Position annotation records
########################################

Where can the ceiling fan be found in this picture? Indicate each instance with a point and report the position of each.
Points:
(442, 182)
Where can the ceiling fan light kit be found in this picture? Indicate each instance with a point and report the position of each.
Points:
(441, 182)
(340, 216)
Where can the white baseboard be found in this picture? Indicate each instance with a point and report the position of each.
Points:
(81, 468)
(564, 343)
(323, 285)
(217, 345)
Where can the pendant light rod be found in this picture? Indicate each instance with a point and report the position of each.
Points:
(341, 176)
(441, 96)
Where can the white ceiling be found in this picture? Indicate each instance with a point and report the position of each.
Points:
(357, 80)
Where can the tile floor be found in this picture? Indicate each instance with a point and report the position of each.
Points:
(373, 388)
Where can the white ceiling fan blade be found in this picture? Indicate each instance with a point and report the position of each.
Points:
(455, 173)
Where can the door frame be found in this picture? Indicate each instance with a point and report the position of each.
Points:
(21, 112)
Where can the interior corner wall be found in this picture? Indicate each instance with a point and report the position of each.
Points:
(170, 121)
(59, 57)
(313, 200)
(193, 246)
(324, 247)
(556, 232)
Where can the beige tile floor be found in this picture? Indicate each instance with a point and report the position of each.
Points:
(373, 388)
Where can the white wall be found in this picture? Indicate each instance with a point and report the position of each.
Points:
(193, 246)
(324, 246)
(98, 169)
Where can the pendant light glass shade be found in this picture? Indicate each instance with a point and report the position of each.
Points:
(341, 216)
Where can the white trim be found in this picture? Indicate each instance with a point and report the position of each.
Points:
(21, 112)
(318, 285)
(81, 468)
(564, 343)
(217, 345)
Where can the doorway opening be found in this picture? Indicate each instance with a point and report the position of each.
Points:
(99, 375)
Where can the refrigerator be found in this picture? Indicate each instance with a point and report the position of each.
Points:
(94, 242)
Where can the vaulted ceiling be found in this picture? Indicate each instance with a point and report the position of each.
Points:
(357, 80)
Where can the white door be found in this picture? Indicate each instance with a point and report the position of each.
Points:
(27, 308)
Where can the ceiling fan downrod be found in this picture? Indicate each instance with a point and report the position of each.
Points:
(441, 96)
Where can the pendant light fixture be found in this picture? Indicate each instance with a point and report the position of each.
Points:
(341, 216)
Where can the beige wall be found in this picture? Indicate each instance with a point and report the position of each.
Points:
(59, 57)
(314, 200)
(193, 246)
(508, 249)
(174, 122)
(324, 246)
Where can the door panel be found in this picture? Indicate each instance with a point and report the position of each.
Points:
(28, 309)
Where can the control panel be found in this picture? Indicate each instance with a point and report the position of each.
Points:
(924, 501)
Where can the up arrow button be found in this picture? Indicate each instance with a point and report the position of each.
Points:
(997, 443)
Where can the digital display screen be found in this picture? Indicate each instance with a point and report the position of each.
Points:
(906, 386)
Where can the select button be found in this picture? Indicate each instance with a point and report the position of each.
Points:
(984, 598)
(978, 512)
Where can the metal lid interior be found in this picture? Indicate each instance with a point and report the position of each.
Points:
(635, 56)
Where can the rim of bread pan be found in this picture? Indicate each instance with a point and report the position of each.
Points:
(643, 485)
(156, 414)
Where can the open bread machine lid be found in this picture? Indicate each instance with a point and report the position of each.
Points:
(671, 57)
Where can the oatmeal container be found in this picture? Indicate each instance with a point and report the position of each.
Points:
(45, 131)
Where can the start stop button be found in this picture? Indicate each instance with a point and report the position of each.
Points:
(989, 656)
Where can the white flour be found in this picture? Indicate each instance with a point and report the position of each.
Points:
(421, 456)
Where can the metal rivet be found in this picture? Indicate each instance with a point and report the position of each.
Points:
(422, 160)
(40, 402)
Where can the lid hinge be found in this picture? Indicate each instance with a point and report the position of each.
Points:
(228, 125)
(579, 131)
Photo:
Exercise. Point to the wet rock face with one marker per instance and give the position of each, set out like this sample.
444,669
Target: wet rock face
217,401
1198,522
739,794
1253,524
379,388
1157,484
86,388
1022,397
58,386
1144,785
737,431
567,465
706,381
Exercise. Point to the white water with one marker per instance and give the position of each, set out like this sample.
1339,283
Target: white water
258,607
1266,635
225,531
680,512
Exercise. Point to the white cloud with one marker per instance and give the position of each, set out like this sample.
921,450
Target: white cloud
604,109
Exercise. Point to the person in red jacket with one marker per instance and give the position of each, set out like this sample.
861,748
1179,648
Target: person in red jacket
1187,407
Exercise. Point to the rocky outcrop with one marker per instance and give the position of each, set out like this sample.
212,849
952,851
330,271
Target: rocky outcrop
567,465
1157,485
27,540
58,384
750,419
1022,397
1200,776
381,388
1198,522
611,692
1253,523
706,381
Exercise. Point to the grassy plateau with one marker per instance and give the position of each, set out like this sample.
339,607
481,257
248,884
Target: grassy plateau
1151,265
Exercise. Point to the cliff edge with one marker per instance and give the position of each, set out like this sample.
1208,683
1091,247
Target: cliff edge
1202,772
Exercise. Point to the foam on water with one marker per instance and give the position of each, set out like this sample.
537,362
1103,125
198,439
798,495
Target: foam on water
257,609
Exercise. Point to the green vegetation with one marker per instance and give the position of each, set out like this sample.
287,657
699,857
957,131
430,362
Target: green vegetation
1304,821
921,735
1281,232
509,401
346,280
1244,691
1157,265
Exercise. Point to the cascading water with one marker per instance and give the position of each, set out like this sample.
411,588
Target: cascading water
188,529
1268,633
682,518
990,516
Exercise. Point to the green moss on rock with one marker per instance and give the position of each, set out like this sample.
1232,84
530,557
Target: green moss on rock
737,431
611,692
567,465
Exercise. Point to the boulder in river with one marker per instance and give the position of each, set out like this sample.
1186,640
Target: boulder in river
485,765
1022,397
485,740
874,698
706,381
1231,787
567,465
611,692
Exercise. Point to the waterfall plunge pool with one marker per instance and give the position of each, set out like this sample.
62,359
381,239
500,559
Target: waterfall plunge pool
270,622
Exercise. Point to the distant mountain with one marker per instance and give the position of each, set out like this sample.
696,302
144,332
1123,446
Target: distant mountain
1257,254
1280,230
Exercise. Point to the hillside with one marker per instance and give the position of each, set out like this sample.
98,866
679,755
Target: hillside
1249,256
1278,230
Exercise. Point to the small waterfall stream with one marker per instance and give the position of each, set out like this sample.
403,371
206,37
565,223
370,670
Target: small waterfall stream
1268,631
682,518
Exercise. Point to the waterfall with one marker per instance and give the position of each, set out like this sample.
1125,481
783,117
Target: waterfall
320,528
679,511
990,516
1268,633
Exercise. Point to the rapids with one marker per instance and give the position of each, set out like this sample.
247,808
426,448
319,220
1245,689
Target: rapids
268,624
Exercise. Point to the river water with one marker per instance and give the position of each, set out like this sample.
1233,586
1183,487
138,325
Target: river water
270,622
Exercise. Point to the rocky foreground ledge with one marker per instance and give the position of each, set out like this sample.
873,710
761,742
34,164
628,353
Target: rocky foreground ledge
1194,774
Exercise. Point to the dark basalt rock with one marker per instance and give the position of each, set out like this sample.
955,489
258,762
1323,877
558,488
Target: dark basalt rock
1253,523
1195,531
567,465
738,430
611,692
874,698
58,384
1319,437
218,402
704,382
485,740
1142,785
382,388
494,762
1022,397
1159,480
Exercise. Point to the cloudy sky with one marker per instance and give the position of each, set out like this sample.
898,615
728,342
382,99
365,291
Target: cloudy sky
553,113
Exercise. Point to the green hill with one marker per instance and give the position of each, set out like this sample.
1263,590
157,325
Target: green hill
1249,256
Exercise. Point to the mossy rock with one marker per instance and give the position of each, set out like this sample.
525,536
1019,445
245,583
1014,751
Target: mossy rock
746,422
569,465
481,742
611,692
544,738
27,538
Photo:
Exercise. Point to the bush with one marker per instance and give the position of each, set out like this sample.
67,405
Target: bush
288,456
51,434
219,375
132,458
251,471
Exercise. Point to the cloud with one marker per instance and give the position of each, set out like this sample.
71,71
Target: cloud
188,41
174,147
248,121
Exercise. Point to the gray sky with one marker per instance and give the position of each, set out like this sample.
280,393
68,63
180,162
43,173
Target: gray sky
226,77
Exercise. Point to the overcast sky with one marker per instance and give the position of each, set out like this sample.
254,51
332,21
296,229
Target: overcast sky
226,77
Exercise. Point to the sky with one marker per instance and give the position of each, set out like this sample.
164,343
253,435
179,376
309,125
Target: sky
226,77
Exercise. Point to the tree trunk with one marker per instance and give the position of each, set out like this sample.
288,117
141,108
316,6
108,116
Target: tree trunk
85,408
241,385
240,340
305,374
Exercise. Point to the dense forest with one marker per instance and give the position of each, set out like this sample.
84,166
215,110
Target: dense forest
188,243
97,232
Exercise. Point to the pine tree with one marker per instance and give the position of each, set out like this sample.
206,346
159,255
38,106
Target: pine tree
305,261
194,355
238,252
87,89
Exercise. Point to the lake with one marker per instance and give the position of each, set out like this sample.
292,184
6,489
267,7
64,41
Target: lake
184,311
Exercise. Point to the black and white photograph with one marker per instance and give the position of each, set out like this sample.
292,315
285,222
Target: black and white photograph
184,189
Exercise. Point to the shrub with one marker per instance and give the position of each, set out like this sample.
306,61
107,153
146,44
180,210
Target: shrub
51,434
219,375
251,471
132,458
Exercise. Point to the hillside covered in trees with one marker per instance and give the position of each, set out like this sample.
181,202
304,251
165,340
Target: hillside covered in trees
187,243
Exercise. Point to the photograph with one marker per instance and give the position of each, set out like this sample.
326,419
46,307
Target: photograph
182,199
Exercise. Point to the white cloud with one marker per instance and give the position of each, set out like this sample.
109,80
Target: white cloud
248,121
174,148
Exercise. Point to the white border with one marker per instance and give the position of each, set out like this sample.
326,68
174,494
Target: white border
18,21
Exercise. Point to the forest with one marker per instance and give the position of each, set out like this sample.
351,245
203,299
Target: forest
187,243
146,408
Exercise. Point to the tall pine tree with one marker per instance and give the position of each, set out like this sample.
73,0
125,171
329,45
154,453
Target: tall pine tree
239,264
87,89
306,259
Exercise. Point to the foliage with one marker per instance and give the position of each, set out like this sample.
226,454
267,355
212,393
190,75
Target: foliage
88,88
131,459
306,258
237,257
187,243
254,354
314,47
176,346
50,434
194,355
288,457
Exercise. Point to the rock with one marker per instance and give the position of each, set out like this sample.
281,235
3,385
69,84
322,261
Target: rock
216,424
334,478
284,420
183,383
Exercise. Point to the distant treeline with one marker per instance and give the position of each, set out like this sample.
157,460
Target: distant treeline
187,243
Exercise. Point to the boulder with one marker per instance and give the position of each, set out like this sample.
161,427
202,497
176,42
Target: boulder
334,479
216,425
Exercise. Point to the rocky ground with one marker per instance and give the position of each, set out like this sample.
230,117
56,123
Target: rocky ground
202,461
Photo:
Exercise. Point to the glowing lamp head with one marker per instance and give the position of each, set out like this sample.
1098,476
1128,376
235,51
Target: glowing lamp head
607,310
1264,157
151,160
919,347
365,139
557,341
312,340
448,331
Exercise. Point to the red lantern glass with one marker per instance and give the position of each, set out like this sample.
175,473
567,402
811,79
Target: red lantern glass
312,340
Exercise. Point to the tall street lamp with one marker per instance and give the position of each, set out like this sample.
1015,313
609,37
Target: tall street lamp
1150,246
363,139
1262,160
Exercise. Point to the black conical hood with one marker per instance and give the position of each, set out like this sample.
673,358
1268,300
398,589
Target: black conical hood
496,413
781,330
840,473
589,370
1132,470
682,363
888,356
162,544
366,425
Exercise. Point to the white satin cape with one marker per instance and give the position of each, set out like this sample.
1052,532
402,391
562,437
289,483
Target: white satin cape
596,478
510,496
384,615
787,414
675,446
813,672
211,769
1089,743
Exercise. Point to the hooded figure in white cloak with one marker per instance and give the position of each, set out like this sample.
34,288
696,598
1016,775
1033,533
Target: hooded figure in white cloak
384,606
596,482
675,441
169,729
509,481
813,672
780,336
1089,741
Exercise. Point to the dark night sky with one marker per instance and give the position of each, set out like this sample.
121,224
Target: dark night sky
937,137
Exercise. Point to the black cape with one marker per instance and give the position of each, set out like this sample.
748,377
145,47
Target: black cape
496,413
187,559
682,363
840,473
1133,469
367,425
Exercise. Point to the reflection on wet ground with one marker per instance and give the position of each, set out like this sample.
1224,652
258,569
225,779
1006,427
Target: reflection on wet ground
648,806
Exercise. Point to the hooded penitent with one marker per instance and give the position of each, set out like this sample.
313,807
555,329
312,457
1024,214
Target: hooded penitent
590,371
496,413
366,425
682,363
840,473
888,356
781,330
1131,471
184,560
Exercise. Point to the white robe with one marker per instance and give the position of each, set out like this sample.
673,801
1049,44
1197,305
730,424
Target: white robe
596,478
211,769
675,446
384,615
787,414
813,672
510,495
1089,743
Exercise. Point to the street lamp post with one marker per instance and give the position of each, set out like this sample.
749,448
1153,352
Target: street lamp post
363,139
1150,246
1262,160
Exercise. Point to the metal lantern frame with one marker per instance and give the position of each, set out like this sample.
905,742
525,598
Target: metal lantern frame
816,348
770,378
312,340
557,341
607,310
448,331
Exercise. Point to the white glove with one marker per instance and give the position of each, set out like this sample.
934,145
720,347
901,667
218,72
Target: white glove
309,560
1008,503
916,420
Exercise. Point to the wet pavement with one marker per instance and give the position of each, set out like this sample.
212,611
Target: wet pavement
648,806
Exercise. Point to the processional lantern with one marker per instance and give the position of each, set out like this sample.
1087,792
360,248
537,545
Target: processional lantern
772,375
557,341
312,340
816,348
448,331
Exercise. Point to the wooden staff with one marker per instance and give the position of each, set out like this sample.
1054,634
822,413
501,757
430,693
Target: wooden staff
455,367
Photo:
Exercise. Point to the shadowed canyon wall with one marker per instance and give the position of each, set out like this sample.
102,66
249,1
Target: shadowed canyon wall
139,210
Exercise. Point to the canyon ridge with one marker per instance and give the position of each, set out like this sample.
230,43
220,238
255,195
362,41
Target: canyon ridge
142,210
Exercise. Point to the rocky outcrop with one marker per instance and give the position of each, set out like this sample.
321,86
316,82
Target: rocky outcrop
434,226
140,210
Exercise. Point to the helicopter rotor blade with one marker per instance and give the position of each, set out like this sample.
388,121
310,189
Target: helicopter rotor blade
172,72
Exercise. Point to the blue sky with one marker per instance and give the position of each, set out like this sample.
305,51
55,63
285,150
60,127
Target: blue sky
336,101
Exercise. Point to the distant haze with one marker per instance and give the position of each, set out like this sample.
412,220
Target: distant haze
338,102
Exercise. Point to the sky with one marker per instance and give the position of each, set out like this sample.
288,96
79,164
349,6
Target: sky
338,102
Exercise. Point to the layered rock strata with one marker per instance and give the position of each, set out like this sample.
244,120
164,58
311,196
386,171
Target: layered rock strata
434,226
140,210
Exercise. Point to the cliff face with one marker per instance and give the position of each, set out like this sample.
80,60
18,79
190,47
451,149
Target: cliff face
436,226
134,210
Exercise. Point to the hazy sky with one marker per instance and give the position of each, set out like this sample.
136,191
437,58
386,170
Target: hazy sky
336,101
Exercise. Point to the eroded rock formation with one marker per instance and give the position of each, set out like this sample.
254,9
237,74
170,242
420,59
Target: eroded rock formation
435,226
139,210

########################################

• **Exercise description**
Reproduce the data word for word, starting with the line that contains "Exercise. Point to the hazy" and ending with the final line of the data, both included.

• **Finished task**
Exercise. Point to the hazy sky with one marker per instance and give the position of each, set out like this sample.
136,191
437,58
386,170
Target: hazy sky
336,101
Exercise. Point to the eroded rock formation with one marker per instance and give the position of each, set out like this sample.
254,9
237,74
170,242
420,59
Target: eroded rock formation
435,226
139,210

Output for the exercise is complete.